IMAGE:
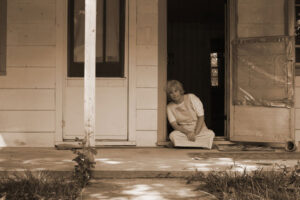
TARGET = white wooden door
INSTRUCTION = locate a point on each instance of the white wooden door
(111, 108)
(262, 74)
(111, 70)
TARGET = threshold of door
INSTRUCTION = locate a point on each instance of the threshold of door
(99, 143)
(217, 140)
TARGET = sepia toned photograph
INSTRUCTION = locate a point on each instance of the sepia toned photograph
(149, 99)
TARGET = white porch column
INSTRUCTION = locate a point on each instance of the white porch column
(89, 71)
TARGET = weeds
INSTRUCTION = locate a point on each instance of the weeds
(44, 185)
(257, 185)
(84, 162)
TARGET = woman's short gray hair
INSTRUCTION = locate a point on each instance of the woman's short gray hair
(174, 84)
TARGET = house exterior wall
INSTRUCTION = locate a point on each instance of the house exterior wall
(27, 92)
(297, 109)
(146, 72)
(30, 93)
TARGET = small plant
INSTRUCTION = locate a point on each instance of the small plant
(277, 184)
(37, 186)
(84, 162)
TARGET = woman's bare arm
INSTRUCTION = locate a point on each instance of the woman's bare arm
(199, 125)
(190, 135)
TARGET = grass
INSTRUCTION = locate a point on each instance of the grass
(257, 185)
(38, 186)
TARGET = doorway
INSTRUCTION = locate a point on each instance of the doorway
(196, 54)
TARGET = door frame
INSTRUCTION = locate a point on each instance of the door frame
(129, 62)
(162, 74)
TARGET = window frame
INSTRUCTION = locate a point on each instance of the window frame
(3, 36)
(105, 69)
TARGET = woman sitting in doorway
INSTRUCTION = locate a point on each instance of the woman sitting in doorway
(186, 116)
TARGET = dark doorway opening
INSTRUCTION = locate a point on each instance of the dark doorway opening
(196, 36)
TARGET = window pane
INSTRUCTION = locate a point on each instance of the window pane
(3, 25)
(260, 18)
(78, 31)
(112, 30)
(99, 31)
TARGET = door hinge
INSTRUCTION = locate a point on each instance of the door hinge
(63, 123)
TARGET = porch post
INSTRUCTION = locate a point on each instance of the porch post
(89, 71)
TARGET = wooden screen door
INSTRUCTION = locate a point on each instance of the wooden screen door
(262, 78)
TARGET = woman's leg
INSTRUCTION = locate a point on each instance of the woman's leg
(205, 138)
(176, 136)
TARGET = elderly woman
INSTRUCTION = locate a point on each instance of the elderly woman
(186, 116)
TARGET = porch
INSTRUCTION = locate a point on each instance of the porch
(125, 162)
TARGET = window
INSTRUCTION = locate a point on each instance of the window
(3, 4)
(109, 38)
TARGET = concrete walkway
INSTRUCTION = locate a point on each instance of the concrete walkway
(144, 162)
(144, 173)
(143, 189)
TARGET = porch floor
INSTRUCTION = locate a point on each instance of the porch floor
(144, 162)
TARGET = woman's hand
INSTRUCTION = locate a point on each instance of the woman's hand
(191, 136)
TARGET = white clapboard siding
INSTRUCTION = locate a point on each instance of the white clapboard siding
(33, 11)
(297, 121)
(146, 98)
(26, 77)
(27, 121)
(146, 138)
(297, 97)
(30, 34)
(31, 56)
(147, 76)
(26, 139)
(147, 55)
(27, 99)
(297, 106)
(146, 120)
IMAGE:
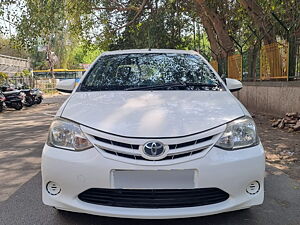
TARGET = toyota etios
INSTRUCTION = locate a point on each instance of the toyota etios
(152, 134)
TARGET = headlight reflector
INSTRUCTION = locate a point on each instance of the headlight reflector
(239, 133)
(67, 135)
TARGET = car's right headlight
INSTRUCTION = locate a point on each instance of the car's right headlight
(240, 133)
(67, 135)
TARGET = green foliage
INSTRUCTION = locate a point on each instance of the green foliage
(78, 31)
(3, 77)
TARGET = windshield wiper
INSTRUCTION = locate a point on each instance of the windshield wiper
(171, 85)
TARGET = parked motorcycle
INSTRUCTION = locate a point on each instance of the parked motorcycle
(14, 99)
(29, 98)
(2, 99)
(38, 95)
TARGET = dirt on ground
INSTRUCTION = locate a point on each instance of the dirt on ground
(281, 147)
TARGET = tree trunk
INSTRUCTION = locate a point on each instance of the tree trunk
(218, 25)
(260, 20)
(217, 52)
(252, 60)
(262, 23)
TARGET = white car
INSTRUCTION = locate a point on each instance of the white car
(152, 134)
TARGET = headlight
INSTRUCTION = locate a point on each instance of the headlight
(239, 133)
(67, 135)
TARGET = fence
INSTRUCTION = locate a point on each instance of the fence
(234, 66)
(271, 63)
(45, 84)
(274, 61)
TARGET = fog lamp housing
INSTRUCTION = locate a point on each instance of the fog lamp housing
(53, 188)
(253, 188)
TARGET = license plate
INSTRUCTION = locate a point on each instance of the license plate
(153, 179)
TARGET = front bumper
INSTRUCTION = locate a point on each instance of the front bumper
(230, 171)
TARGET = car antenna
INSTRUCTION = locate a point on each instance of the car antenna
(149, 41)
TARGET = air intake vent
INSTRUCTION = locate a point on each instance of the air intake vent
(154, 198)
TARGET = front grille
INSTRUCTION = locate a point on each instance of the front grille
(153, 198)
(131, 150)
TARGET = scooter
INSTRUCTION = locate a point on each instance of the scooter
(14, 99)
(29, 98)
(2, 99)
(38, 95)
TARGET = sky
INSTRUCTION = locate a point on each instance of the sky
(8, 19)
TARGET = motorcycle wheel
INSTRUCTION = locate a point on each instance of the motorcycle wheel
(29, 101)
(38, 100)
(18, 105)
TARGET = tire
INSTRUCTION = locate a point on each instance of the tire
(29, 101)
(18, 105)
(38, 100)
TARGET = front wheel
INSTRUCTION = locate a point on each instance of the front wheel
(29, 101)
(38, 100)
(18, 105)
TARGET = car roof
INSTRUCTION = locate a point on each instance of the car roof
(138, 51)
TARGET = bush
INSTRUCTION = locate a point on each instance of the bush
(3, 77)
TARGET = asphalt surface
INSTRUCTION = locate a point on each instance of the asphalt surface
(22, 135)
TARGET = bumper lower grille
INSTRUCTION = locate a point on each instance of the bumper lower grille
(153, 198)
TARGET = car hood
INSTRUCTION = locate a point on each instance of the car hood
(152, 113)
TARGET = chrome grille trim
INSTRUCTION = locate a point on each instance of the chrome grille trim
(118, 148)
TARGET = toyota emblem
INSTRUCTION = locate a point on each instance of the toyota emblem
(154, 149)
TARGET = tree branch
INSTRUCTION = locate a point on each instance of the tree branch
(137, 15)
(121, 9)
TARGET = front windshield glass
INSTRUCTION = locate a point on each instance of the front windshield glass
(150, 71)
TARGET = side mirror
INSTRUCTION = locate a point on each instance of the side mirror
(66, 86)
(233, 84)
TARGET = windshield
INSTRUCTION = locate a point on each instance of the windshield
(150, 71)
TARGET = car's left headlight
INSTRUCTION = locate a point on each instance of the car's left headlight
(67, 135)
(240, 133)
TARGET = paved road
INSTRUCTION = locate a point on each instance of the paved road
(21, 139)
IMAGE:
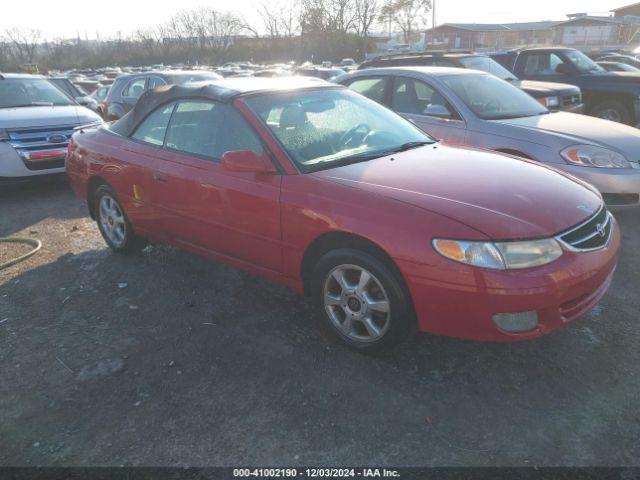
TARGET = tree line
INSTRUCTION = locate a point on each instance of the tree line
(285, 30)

::::::

Exercise directions :: Can you quote exactly, and only, the lines from the one containing "TARGET = bumper lower grille" through the last line of the records above, keeping both ends and leaving out any pictures?

Correct result ::
TARGET = bumper lower grille
INSTRUCTION = locate a point on each instance of the bumper lower grille
(153, 198)
TARGET = car hood
INSTRUCTION = locate a point on each instance of the car hood
(152, 113)
TARGET = chrome grille trim
INSTRUCTION = locate a point on each instance of the chrome grille trim
(118, 148)
TARGET = toyota emblem
INSTRUCTION = locate a point on each instance of the toyota emblem
(154, 149)
TARGET = tree branch
INSTRUCTION = locate a point on each instance of the tree branch
(137, 15)
(121, 9)
TARGET = front windshield glass
INSTRUCTION = locate a point on each instance of the front windshield glass
(150, 71)
TARGET = side mirror
INSTRUCTION = locate a point on each instance of the side mirror
(66, 86)
(233, 84)
TARGET = windshield
INSTRUCTION = locate a point on each instance of the windshield
(150, 71)
TARGET = car's left headlight
INSTRUCTION = locate a point on each instance of the car's left headlight
(67, 135)
(240, 133)
TARGET = paved road
INSTRUCTION = locate a point on each instance of the paved road
(21, 139)
IMAGE:
TARGET = tree line
INSTRUCTION = locate a point on each instance of the tree line
(285, 30)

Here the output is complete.